**Instructions for the task:** Please identify every line in the records below that holds the word "door", and copy each of those lines.
● ● ● ● ● ● ●
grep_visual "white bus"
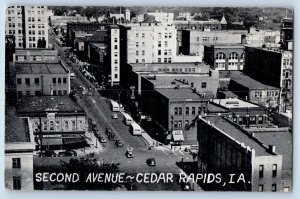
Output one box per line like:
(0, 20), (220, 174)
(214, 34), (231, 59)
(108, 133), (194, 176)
(123, 113), (133, 125)
(130, 122), (142, 135)
(110, 101), (120, 112)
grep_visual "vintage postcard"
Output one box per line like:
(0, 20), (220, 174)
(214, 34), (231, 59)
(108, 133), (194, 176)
(2, 5), (294, 192)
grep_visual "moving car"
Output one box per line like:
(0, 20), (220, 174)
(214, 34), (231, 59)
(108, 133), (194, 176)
(111, 113), (118, 119)
(100, 136), (107, 143)
(41, 150), (57, 157)
(126, 148), (134, 158)
(116, 140), (123, 147)
(58, 150), (77, 157)
(146, 158), (156, 166)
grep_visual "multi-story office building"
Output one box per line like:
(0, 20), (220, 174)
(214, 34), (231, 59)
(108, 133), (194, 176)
(126, 23), (176, 63)
(5, 6), (26, 48)
(5, 6), (49, 48)
(245, 47), (293, 112)
(177, 29), (247, 56)
(107, 25), (120, 86)
(147, 12), (174, 25)
(14, 61), (70, 97)
(219, 71), (280, 108)
(204, 44), (245, 70)
(17, 96), (87, 149)
(5, 106), (35, 191)
(197, 116), (291, 192)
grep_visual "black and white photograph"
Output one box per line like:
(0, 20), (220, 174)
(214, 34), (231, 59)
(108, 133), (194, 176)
(2, 4), (294, 192)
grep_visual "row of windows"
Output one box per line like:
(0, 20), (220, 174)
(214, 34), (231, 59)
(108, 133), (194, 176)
(216, 52), (245, 60)
(258, 184), (277, 192)
(158, 67), (196, 73)
(157, 49), (172, 55)
(174, 107), (205, 115)
(34, 120), (83, 131)
(52, 77), (67, 84)
(233, 116), (263, 125)
(173, 120), (195, 128)
(157, 57), (172, 63)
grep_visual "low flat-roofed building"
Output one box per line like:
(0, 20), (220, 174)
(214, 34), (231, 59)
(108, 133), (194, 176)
(14, 61), (70, 97)
(220, 71), (280, 108)
(207, 98), (268, 128)
(13, 48), (58, 62)
(204, 43), (245, 70)
(17, 96), (87, 148)
(197, 116), (285, 192)
(5, 106), (35, 191)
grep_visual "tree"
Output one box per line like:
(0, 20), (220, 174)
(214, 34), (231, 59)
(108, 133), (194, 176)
(61, 157), (121, 190)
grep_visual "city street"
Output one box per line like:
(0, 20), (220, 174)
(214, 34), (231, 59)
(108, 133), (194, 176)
(45, 32), (202, 190)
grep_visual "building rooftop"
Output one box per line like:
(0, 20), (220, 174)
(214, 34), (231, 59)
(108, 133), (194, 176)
(156, 88), (213, 101)
(15, 62), (69, 74)
(212, 98), (259, 108)
(219, 71), (279, 90)
(17, 96), (84, 115)
(142, 74), (207, 88)
(254, 132), (293, 175)
(5, 106), (30, 143)
(204, 117), (272, 156)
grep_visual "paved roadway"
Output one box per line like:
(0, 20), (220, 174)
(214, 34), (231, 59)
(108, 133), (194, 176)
(45, 32), (204, 190)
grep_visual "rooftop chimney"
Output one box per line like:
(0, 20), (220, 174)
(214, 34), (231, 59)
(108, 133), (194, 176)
(269, 144), (276, 153)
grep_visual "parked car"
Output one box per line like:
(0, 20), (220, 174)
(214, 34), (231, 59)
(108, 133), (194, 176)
(126, 148), (134, 158)
(115, 140), (123, 147)
(146, 158), (156, 166)
(105, 128), (112, 135)
(181, 182), (191, 191)
(42, 150), (57, 157)
(58, 150), (77, 157)
(111, 113), (118, 119)
(108, 133), (115, 140)
(100, 136), (107, 143)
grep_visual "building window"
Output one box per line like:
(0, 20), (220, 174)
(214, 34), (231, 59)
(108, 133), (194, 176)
(13, 177), (21, 190)
(17, 78), (22, 84)
(272, 164), (277, 177)
(258, 116), (263, 124)
(185, 107), (190, 115)
(25, 78), (30, 85)
(216, 52), (226, 59)
(178, 120), (182, 128)
(259, 165), (264, 178)
(192, 107), (196, 115)
(64, 121), (69, 130)
(258, 184), (264, 192)
(178, 107), (182, 115)
(43, 122), (48, 131)
(34, 78), (40, 84)
(229, 52), (238, 59)
(72, 121), (76, 131)
(272, 184), (277, 192)
(49, 121), (54, 131)
(12, 158), (21, 169)
(174, 107), (178, 115)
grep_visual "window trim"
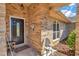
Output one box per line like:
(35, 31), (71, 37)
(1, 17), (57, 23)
(53, 20), (60, 40)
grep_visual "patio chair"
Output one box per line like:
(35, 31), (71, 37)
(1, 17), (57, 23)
(42, 38), (56, 56)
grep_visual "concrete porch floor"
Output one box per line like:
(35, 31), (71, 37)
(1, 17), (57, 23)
(8, 48), (38, 56)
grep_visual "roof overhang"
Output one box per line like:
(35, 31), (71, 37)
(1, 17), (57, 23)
(48, 3), (71, 23)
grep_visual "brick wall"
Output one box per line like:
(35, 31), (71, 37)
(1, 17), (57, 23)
(0, 4), (7, 56)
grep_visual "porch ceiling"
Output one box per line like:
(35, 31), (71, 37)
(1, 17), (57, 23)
(48, 3), (70, 23)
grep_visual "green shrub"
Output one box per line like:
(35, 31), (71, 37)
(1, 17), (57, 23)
(67, 31), (76, 49)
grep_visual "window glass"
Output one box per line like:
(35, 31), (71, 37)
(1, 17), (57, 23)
(53, 32), (56, 39)
(53, 24), (56, 31)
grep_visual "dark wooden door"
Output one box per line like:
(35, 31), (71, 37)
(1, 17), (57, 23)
(11, 18), (24, 45)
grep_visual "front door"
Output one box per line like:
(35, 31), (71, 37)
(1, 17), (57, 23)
(11, 18), (24, 45)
● ● ● ● ● ● ●
**Answer to the problem:**
grep_visual "dark wooden door"
grep_visual "front door"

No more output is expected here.